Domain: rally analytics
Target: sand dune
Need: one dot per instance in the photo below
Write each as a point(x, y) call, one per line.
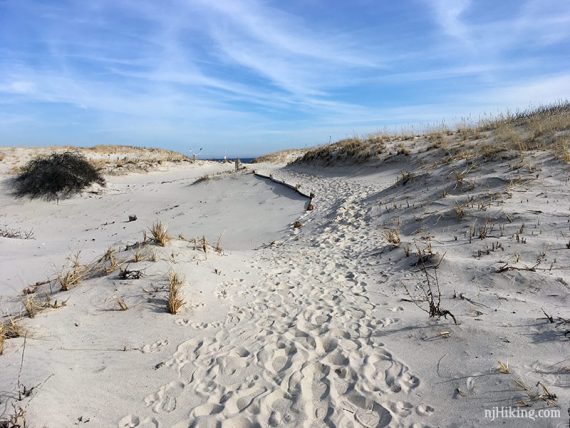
point(316, 325)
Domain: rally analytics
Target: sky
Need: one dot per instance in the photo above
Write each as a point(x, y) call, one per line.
point(241, 78)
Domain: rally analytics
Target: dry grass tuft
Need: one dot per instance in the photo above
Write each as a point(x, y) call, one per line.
point(74, 275)
point(159, 234)
point(459, 211)
point(392, 236)
point(218, 248)
point(503, 368)
point(122, 304)
point(10, 330)
point(175, 301)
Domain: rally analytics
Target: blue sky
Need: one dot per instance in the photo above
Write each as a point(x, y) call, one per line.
point(246, 77)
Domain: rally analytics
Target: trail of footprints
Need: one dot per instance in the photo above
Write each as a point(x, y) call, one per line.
point(305, 352)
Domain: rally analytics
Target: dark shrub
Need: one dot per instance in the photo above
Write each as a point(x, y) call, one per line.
point(55, 176)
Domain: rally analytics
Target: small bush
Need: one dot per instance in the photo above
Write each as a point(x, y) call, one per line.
point(55, 176)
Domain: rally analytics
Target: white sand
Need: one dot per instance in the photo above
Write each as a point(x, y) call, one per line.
point(315, 329)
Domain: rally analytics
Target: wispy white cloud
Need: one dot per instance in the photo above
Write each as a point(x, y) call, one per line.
point(249, 70)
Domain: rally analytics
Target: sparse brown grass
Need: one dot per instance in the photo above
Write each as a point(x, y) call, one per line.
point(159, 234)
point(10, 329)
point(122, 304)
point(72, 276)
point(459, 211)
point(505, 135)
point(175, 300)
point(355, 149)
point(392, 236)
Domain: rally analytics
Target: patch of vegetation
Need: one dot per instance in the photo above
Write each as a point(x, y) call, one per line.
point(56, 176)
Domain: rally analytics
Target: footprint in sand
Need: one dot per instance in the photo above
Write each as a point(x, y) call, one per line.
point(132, 421)
point(165, 399)
point(155, 347)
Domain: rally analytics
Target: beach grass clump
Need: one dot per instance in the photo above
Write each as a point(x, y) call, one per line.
point(72, 276)
point(159, 234)
point(392, 236)
point(175, 300)
point(9, 329)
point(55, 176)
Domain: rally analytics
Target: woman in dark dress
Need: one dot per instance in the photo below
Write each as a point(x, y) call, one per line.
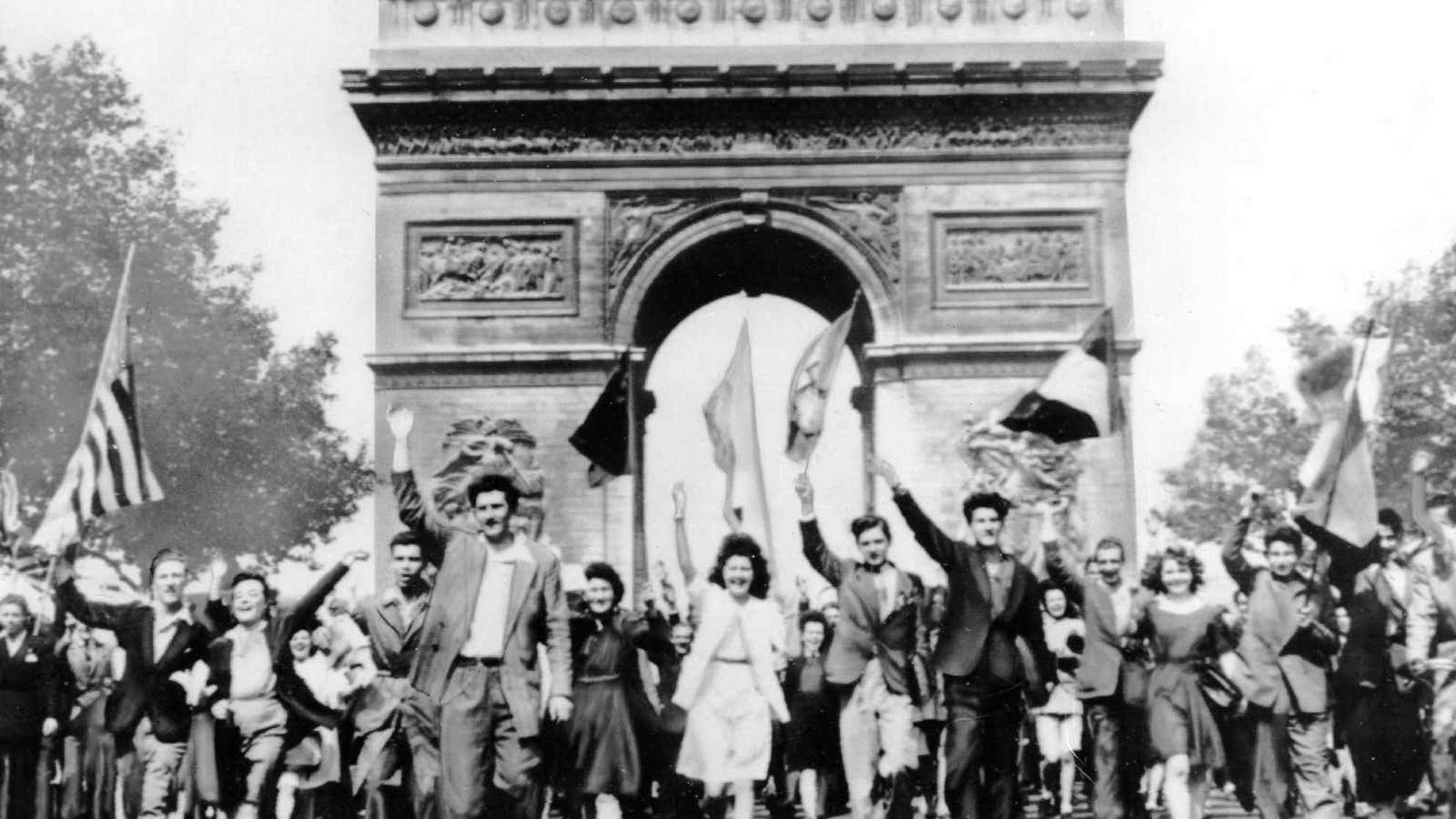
point(812, 734)
point(612, 720)
point(1184, 632)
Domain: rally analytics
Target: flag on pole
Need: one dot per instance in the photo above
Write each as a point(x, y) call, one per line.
point(808, 389)
point(604, 435)
point(734, 430)
point(109, 468)
point(1081, 397)
point(1343, 389)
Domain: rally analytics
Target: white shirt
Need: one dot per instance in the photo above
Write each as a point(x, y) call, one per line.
point(164, 627)
point(487, 637)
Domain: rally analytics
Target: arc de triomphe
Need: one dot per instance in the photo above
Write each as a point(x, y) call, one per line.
point(553, 174)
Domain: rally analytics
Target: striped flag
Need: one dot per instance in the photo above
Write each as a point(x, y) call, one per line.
point(109, 468)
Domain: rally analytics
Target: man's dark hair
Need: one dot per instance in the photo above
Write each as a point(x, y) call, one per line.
point(164, 555)
point(1392, 519)
point(866, 522)
point(407, 538)
point(604, 571)
point(737, 544)
point(494, 484)
point(1286, 535)
point(986, 500)
point(1110, 544)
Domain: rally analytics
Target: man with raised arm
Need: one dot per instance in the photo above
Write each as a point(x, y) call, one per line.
point(870, 659)
point(992, 652)
point(1113, 676)
point(497, 599)
point(149, 713)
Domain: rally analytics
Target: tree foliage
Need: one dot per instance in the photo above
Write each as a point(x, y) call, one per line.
point(235, 426)
point(1252, 431)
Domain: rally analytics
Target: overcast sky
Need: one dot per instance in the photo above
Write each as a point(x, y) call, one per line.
point(1290, 153)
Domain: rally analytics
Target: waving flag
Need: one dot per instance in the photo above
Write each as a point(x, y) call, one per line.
point(1343, 389)
point(1081, 397)
point(808, 390)
point(109, 468)
point(734, 430)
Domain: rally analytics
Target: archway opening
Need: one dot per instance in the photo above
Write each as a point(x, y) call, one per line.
point(786, 288)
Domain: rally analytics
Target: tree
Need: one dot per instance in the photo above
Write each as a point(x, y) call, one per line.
point(1251, 436)
point(235, 426)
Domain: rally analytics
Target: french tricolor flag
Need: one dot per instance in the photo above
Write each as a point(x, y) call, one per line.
point(1081, 397)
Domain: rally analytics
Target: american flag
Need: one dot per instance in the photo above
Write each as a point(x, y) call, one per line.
point(109, 468)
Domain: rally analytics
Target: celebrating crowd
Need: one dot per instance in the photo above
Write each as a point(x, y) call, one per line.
point(475, 685)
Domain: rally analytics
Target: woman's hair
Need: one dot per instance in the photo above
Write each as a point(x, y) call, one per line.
point(737, 544)
point(1048, 586)
point(1154, 571)
point(604, 571)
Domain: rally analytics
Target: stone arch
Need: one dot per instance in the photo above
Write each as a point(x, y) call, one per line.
point(718, 220)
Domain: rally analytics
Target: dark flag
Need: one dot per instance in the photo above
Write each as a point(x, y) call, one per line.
point(1081, 397)
point(603, 436)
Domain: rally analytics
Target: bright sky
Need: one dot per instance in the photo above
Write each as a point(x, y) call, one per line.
point(1292, 152)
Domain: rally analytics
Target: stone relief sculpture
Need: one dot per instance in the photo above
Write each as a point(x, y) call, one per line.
point(1016, 256)
point(633, 222)
point(473, 267)
point(491, 446)
point(870, 216)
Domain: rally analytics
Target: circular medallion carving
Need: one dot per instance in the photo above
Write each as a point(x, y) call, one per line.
point(492, 12)
point(427, 14)
point(558, 12)
point(689, 11)
point(623, 12)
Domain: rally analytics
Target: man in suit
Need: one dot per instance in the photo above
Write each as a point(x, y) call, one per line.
point(1288, 651)
point(393, 741)
point(992, 652)
point(497, 599)
point(870, 659)
point(162, 676)
point(31, 700)
point(1113, 676)
point(257, 691)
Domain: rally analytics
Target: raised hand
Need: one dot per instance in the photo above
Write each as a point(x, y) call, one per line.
point(1421, 460)
point(400, 421)
point(881, 468)
point(679, 500)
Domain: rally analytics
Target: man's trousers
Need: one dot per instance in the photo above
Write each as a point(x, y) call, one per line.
point(487, 767)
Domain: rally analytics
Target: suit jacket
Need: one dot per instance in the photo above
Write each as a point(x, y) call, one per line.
point(1106, 669)
point(305, 710)
point(31, 690)
point(864, 632)
point(968, 624)
point(1279, 652)
point(536, 612)
point(145, 690)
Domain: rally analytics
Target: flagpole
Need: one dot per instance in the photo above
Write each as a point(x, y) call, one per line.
point(1344, 439)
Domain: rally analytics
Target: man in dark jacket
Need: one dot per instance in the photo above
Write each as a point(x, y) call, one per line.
point(992, 652)
point(164, 675)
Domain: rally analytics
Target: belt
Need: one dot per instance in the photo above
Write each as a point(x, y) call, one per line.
point(484, 662)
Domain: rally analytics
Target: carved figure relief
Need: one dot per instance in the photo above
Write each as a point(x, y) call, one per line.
point(478, 267)
point(491, 446)
point(633, 222)
point(1018, 256)
point(870, 216)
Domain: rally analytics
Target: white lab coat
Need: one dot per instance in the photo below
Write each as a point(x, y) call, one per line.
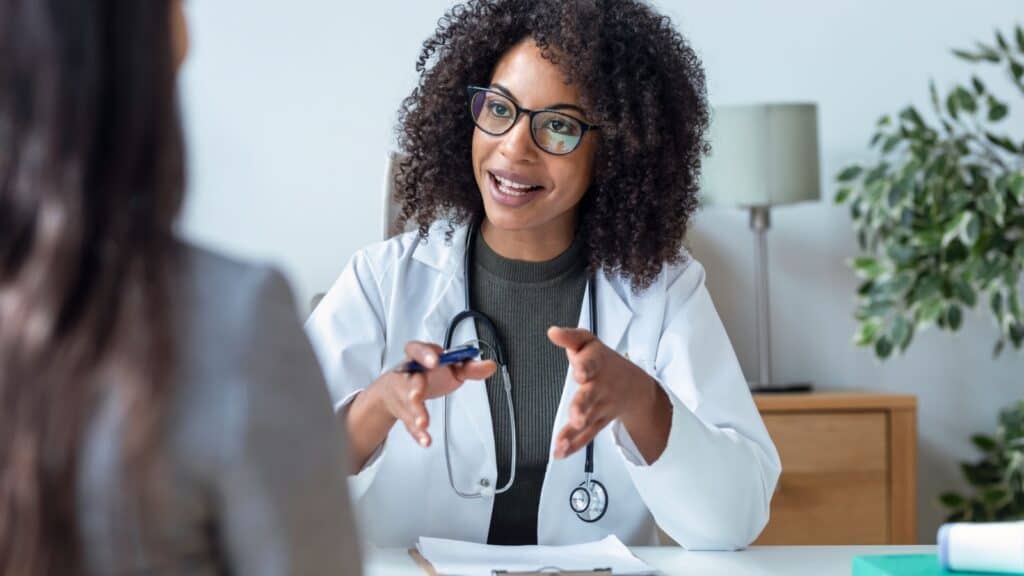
point(710, 489)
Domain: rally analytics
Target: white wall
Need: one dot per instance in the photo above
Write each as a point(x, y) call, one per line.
point(290, 111)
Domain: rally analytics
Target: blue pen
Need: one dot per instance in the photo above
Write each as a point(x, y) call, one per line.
point(454, 356)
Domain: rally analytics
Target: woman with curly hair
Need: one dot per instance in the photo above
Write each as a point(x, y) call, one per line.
point(552, 153)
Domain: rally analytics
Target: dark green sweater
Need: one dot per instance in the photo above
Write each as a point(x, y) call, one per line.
point(523, 299)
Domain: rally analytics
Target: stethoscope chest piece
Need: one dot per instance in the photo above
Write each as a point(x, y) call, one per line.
point(589, 500)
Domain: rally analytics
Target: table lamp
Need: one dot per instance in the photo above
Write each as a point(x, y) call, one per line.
point(762, 156)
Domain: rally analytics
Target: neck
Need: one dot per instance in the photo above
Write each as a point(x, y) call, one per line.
point(534, 245)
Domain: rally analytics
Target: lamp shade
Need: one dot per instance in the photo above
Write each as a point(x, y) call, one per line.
point(763, 155)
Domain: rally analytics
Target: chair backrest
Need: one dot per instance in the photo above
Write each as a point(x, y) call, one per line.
point(390, 208)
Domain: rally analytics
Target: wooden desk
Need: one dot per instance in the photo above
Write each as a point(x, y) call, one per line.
point(849, 467)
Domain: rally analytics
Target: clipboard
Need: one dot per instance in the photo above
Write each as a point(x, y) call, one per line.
point(429, 570)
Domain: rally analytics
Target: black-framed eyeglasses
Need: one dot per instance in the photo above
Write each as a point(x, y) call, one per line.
point(552, 130)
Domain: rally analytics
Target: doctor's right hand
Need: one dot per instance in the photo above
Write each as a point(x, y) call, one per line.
point(402, 397)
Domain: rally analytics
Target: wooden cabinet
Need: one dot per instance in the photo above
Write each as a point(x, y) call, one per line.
point(849, 467)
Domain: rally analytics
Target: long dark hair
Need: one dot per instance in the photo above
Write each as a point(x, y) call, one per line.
point(90, 183)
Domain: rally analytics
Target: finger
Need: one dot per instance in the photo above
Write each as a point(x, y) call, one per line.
point(570, 440)
point(403, 410)
point(586, 366)
point(572, 339)
point(476, 370)
point(412, 408)
point(426, 354)
point(421, 437)
point(581, 406)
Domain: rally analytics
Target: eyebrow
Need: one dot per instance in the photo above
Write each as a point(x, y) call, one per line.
point(560, 106)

- - - - - - -

WHAT TO WORK ON - Find every line in the records above that contains the word "hand", and copy each one.

SOLUTION TO THE EXERCISE -
Target: raised hand
Target: doctor's right hand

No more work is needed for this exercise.